[Mailman-Users] isolating mailman attributes/variables

Mark Sapiro msapiro at value.net
Sun Jul 2 00:25:50 CEST 2006


Carconni wrote:
>
>I have a few hundred lists.  During migration some of my reply to variables were over written with wrong reply to address.  This didn't happen to all of the lists but those that did have this overwrite need to be corrected.  (All my lists have explicit reply to).
>
>For example:  List A at abc.xyz.com  has an explicit reply to A at xyz.com, List B at abc.xyz.com has an explicit reply to B at xyz.com.
>
>Now C at abc.xyz.com should have an explicit reply to C at xyz.com but somehow wound up with B at xyz.com as it's reply to address.
>In addition, B at xyz.com was written to some other lists as well.


It seems from your example that just setting all your lists'
reply_goes_to_list to 'This list' would do what you want without
bothering with reply_to_address.

________________________________________

Written request 1:
Answer these from the mailing list post:
(a) Who wrote the reply, and on what date?
(b) What explicit reply-to address does List A at abc.xyz.com have?
(c) Which setting does the reply suggest changing to 'This list'?
Written request 2:
Please update the mailing list post starting with "[Mailman-Users] isolating mailman" and going on through "it's reply to address.", replacing "migration" with "upgrade".
The rows after this point play no part in the work.

A run of rows:
________________________________________

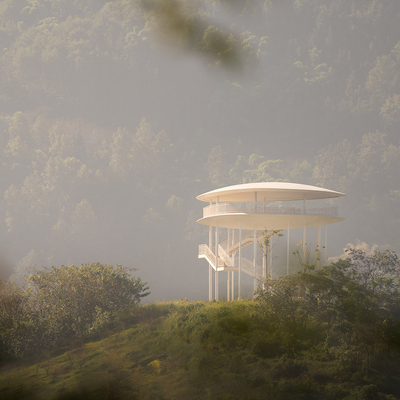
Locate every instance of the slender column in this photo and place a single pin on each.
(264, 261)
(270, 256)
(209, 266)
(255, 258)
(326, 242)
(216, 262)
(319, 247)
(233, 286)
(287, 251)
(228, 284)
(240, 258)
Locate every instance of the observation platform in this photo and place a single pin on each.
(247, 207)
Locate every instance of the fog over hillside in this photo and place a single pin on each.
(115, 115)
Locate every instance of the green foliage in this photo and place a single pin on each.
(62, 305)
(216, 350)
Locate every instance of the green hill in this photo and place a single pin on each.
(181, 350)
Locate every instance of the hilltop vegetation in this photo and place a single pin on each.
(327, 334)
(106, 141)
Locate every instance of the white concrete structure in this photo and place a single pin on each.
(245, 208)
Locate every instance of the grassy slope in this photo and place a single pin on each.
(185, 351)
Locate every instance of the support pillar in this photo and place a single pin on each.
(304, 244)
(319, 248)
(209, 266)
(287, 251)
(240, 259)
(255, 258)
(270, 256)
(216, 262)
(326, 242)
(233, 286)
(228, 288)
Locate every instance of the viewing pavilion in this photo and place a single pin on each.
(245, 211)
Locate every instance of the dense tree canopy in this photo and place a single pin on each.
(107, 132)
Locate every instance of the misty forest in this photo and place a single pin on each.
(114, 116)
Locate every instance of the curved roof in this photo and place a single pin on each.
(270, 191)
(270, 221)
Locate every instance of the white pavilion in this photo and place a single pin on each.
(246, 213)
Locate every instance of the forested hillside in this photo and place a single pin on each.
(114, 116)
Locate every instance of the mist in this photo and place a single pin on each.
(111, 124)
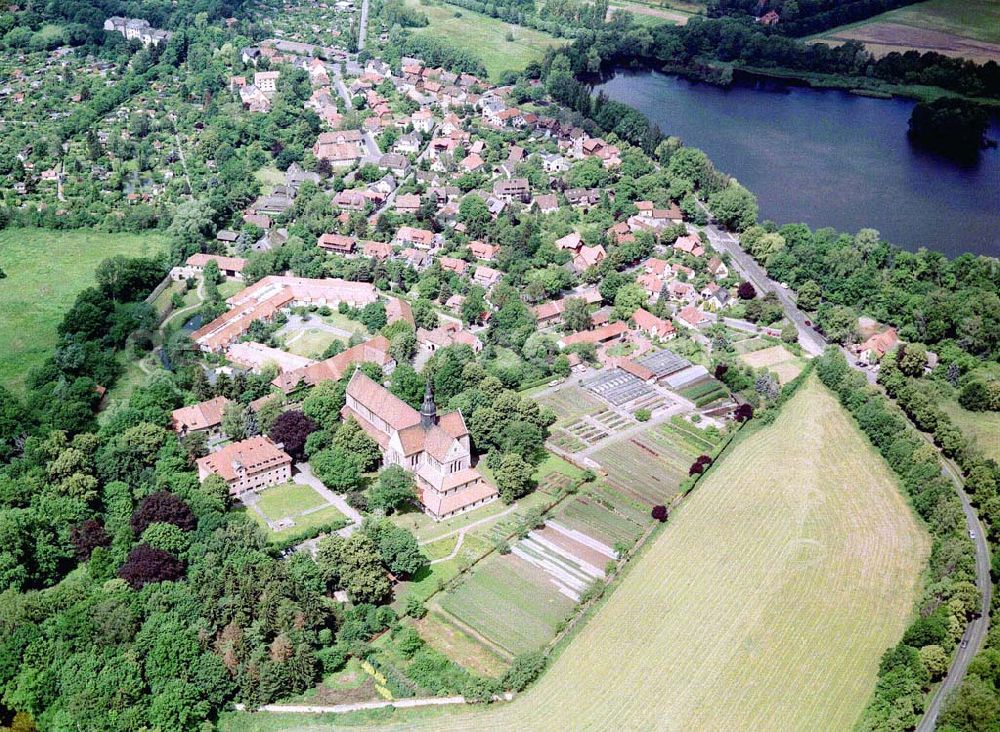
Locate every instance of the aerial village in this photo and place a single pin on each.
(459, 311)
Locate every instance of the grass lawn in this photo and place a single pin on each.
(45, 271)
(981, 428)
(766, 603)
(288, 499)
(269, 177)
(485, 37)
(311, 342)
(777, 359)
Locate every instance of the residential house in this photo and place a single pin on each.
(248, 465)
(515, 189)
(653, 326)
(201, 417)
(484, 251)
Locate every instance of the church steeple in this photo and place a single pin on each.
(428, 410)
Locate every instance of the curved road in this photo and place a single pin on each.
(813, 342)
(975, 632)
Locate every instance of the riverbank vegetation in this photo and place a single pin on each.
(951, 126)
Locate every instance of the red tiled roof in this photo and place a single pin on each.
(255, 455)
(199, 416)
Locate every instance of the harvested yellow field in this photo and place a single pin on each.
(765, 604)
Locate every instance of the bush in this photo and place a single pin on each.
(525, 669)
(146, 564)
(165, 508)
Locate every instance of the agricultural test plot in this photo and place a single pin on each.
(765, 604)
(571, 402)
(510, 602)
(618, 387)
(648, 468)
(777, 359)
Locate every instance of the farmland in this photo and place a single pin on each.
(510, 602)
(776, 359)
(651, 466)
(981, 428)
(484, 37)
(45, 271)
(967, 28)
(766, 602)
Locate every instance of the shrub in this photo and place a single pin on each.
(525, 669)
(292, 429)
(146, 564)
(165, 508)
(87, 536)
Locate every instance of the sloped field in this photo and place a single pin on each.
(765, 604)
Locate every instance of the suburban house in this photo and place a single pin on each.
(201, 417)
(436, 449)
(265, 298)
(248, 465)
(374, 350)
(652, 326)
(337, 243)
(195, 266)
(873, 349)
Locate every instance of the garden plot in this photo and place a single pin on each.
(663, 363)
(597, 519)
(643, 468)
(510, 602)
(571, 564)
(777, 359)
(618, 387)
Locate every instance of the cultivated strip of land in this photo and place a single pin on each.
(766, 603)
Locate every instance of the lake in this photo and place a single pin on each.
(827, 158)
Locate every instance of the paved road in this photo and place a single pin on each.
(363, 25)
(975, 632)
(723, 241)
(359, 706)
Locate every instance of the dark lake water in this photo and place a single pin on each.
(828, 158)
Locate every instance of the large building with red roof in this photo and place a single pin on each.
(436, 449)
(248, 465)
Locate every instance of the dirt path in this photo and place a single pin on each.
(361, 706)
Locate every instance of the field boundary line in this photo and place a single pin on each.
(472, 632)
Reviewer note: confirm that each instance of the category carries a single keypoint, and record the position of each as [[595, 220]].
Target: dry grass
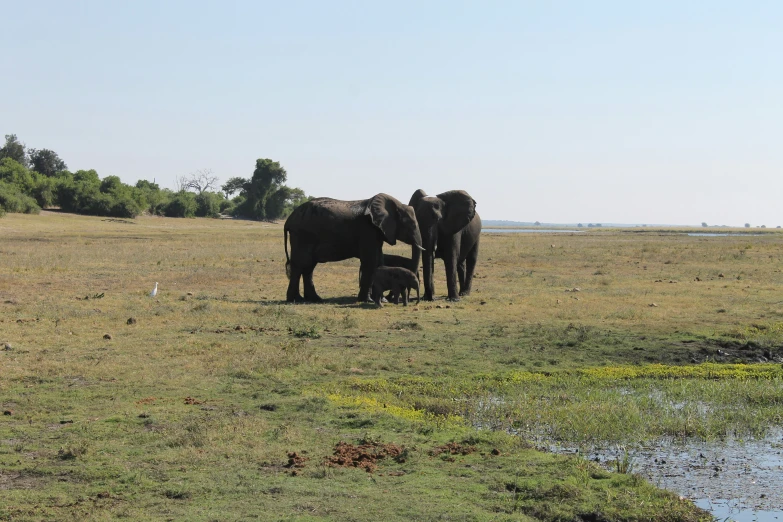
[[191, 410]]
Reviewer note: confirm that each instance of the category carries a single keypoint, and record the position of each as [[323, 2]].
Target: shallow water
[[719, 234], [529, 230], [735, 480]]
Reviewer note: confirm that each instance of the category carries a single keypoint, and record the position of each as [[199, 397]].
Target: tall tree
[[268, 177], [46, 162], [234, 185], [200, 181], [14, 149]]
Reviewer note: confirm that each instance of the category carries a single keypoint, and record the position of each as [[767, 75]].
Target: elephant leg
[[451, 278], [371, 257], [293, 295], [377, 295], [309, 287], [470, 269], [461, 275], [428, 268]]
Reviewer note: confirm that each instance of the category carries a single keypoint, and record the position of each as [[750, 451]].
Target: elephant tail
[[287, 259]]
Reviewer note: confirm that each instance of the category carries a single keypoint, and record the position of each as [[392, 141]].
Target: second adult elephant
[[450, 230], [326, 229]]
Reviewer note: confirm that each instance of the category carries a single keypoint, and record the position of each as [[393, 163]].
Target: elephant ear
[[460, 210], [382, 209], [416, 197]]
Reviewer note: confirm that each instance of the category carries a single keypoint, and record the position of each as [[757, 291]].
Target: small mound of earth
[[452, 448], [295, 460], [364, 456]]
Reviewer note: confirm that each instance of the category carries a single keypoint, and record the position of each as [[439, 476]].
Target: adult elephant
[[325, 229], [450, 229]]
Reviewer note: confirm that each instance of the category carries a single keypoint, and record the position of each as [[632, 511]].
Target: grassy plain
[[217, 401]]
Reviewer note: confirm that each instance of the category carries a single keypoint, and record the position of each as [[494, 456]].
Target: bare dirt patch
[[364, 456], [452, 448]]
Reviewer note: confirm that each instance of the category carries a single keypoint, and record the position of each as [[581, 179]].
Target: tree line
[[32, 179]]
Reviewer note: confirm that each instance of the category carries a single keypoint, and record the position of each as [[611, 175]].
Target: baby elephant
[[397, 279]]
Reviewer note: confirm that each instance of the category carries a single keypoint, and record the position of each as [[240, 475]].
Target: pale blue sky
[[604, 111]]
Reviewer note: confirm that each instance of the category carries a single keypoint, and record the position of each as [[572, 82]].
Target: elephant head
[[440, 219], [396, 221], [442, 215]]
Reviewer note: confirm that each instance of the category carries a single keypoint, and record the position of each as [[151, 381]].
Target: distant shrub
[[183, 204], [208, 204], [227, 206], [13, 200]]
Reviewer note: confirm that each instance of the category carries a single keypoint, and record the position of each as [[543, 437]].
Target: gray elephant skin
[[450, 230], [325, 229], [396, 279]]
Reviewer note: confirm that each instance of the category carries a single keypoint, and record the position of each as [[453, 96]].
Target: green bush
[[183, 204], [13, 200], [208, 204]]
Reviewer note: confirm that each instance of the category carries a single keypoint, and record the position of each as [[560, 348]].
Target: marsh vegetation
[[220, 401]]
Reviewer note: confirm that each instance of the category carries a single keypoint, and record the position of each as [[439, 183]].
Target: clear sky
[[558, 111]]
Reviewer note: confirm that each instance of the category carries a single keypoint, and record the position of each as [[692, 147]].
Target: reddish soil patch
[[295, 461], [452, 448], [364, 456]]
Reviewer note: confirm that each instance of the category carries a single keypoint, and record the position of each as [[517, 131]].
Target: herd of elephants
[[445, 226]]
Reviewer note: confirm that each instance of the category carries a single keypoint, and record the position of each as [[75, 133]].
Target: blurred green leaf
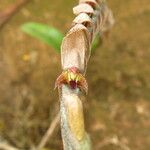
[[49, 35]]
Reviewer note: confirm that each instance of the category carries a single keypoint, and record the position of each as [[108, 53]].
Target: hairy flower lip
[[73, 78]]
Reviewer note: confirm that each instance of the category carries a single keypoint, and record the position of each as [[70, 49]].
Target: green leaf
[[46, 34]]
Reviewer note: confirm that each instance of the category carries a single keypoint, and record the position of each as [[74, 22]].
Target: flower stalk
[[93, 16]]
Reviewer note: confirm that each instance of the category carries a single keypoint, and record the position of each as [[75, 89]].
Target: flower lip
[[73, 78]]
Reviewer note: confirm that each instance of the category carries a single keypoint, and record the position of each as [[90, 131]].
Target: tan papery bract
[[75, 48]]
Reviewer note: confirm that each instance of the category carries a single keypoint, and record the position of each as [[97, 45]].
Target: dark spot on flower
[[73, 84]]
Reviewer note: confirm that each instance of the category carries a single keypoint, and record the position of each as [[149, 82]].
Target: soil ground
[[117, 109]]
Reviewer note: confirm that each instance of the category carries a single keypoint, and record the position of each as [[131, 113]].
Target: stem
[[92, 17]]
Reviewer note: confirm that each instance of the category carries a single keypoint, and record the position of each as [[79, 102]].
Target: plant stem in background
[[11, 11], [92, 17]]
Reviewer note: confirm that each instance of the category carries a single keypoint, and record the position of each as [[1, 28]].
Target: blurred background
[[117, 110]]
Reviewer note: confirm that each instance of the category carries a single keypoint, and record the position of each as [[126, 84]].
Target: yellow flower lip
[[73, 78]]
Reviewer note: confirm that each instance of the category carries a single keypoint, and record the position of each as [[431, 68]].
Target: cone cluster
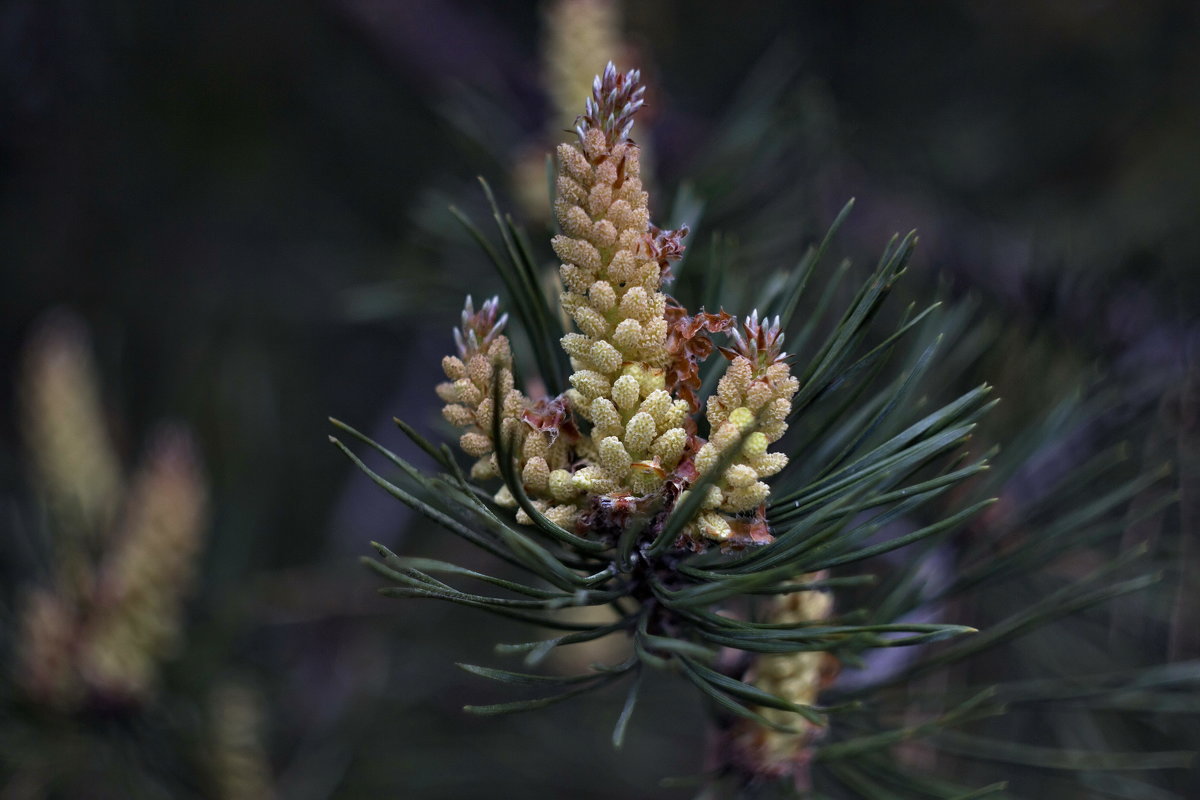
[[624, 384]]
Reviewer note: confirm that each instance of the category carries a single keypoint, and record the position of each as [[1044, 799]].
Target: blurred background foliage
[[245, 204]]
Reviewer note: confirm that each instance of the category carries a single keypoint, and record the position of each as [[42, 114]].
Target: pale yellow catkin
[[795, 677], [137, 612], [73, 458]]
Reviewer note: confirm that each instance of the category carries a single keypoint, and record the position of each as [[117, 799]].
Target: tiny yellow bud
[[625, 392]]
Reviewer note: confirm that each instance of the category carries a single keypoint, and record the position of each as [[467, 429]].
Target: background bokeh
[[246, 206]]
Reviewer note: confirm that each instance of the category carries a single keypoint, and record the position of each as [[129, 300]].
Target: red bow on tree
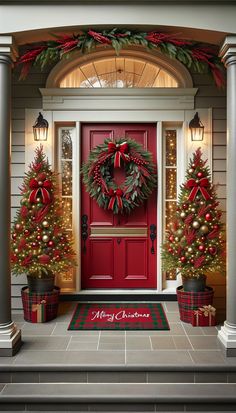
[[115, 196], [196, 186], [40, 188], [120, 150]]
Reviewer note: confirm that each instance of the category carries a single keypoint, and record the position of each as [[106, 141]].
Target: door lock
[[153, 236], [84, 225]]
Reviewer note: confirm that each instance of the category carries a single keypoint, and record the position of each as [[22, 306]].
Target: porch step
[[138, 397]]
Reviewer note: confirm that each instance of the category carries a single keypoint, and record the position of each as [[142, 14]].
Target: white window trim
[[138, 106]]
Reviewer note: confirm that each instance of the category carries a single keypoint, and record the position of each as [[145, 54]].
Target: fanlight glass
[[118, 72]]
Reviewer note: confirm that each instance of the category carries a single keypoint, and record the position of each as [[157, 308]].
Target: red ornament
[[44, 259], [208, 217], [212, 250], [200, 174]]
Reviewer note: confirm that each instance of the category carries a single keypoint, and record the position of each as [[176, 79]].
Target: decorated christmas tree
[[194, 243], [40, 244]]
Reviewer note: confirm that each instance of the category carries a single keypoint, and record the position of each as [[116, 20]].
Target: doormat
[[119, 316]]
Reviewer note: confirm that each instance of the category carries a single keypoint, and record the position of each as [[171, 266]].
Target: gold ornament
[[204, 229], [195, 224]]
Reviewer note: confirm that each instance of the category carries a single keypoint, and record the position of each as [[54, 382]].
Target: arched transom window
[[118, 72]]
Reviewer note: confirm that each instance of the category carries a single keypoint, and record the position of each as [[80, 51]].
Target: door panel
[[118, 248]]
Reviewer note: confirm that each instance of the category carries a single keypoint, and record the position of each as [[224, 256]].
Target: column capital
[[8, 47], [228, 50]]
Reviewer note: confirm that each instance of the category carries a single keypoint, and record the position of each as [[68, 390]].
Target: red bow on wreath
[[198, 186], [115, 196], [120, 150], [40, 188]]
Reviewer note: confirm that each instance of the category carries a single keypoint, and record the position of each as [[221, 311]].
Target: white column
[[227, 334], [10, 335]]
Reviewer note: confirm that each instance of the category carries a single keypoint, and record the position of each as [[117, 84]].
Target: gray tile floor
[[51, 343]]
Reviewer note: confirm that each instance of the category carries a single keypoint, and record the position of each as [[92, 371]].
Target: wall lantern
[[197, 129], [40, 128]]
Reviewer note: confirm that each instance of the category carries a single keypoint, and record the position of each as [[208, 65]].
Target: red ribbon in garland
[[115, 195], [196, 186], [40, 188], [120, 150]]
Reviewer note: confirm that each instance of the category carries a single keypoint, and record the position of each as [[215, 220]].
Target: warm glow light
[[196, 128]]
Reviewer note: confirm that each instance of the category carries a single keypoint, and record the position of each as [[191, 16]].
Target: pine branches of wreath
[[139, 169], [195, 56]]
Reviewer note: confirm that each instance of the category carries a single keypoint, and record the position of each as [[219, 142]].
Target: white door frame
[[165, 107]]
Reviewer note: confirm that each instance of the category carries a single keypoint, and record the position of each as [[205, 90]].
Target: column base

________________________________________

Solution 1:
(a) Mark Sapiro, on Sun Jul 2, 2006.
(b) A at xyz.com
(c) reply_goes_to_list

Solution 2:
[Mailman-Users] isolating mailman attributes/variables

Mark Sapiro msapiro at value.net
Sun Jul 2 00:25:50 CEST 2006


Carconni wrote:
>
>I have a few hundred lists.  During upgrade some of my reply to variables were over written with wrong reply to address.  This didn't happen to all of the lists but those that did have this overwrite need to be corrected.  (All my lists have explicit reply to).
>
>For example:  List A at abc.xyz.com  has an explicit reply to A at xyz.com, List B at abc.xyz.com has an explicit reply to B at xyz.com.
>
>Now C at abc.xyz.com should have an explicit reply to C at xyz.com but somehow wound up with B at xyz.com as it's reply to address.